| Exercise description |
Rewrite the listing below, putting "image" wherever "photo" appears and keeping everything else the same. Leave the pictures out of your version.

--- start ---

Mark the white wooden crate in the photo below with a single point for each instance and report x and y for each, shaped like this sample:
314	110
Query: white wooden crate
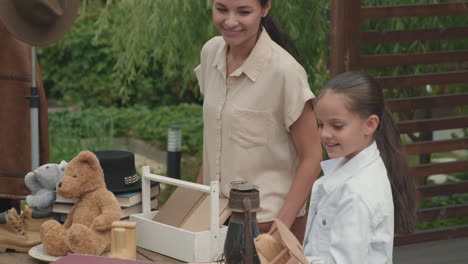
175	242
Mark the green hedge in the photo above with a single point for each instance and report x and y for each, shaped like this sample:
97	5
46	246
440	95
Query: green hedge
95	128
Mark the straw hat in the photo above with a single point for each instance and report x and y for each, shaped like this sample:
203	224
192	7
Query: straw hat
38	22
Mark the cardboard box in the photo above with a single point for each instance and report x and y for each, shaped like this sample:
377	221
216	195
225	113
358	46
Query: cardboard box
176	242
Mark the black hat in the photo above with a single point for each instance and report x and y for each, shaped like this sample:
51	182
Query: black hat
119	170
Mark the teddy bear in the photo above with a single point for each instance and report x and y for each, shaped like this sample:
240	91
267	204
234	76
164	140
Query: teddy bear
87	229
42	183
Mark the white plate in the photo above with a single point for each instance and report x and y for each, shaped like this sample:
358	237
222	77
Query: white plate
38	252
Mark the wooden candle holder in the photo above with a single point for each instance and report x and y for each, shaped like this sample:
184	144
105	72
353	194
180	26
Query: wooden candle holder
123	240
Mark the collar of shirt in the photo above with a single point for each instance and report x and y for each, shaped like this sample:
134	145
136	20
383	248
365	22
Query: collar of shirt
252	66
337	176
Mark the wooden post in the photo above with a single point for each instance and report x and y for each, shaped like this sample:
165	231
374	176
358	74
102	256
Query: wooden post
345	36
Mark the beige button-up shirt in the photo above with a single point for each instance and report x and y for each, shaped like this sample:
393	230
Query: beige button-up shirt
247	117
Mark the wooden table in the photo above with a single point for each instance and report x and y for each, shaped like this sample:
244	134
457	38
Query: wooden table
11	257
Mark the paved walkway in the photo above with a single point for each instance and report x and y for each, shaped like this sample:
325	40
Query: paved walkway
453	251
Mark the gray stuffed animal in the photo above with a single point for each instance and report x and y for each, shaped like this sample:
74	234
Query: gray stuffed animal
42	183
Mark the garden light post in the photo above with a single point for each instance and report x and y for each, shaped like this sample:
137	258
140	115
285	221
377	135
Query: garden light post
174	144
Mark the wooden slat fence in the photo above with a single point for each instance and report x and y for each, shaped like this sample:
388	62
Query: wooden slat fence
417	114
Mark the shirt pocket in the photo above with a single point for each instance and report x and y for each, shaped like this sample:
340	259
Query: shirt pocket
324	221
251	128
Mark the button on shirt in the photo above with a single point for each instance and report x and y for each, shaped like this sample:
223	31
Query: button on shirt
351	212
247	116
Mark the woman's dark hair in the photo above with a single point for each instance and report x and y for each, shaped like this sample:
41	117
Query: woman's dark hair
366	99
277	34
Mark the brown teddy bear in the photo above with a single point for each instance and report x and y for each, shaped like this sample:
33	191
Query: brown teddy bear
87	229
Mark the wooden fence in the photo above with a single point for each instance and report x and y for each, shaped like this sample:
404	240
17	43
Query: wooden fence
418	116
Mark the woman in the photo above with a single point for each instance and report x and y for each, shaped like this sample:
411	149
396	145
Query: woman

--- end ---

| Reply to the exercise |
Mark the white wooden crate in the image below with a single point for each instance and report x and y for each, shaped like this sample:
314	110
Query: white wooden crate
175	242
Mark the green hedge in the image above with a single point for each instance and report x and y for each, shaped like this sample:
97	5
46	246
440	95
Query: green hedge
95	128
Mark the straw hat in the image above with a single point for each instance and report x and y for each, shaped like this sample:
203	224
192	7
Query: straw hat
38	22
Mark the cardboard box in the image above with a single point for each instance and report x and y for each, shaped like this sample:
377	221
216	195
225	113
358	46
Query: cardboard box
176	242
Mark the black hat in the image above with a single point for each instance and report x and y for each, shaped like this sample:
51	182
Query: black hat
119	170
Mark the teddy bear in the image above with a single point for each instance and report x and y for each, shaped like this sample:
240	91
267	204
234	76
164	140
Query: teddy bear
87	229
42	183
Mark the white plate in the image above with a single point for each instance and report x and y for each, shaped like this sample:
358	237
222	77
Query: white plate
38	252
Mark the wooden candle holder in the image above with a single point for each instance and report x and y for each, shaped like this sample:
184	144
105	72
353	194
180	26
Query: wooden candle holder
123	240
Mark the collar of shirt in the image above with a single point for each instance and report x and y for each, shaped like this sample:
134	145
136	20
383	248
365	22
Query: collar of shirt
252	66
337	176
Mark the wooden post in the image above with a single point for each instance and report x and y for each, shaped like this sample:
165	231
374	176
358	74
102	256
Query: wooden post
345	36
Mark the beige button-up shirt in the image above with a single point for each instance and report x and y for each, shaped like this sample:
393	230
Query: beige button-up shirt
247	117
Mark the wooden table in the image above with a single point for each instance and report x and y for each, shaped like this sample:
244	134
457	38
Query: wooden table
11	257
Mark the paved walkway in the image above with a single point for each instance and report x and y for each, shaped like this sample:
325	40
Query: paved walkway
453	251
Mark the gray stuffed animal in the image above with a single point for each instance and report x and y for each, shaped like this sample:
74	234
Query: gray stuffed animal
42	183
Mark the garden light post in the image above with a single point for each instance and report x and y for each, shaped like this sample:
137	258
140	115
285	221
377	135
Query: garden light post
174	144
Mark the wooden slat fence in the image above with a single point for each instance and report x and y for each, shaped like this sample:
388	62
Query: wooden slat fence
417	114
Mark the shirt pocket in the image above with a single point for each instance and report x and y for each, shaped like this sample:
340	259
Query: shirt pocket
324	221
251	128
Mark the button on shirt in the image above with a single point for each instance and report x and y for each, shaped like this sample:
223	31
Query: button on shirt
351	212
247	116
Mark the woman's dark hair in the image above with a single point for each instance and report x and y for each, shaped like this sample:
41	117
Query: woman's dark hair
366	99
277	34
Mark the brown teddy bear in the image above with a single point for each instance and report x and y for each, shaped like this sample:
33	191
Query: brown teddy bear
87	229
Mark the wooden fence in the image above with a single point for each instance and report x and y for each, shaped like this sample:
404	240
17	43
Query: wooden fence
418	116
Mark the woman in the image above with a single point for each instance and report x and y for each, shaped like this sample:
411	149
396	145
Query: woman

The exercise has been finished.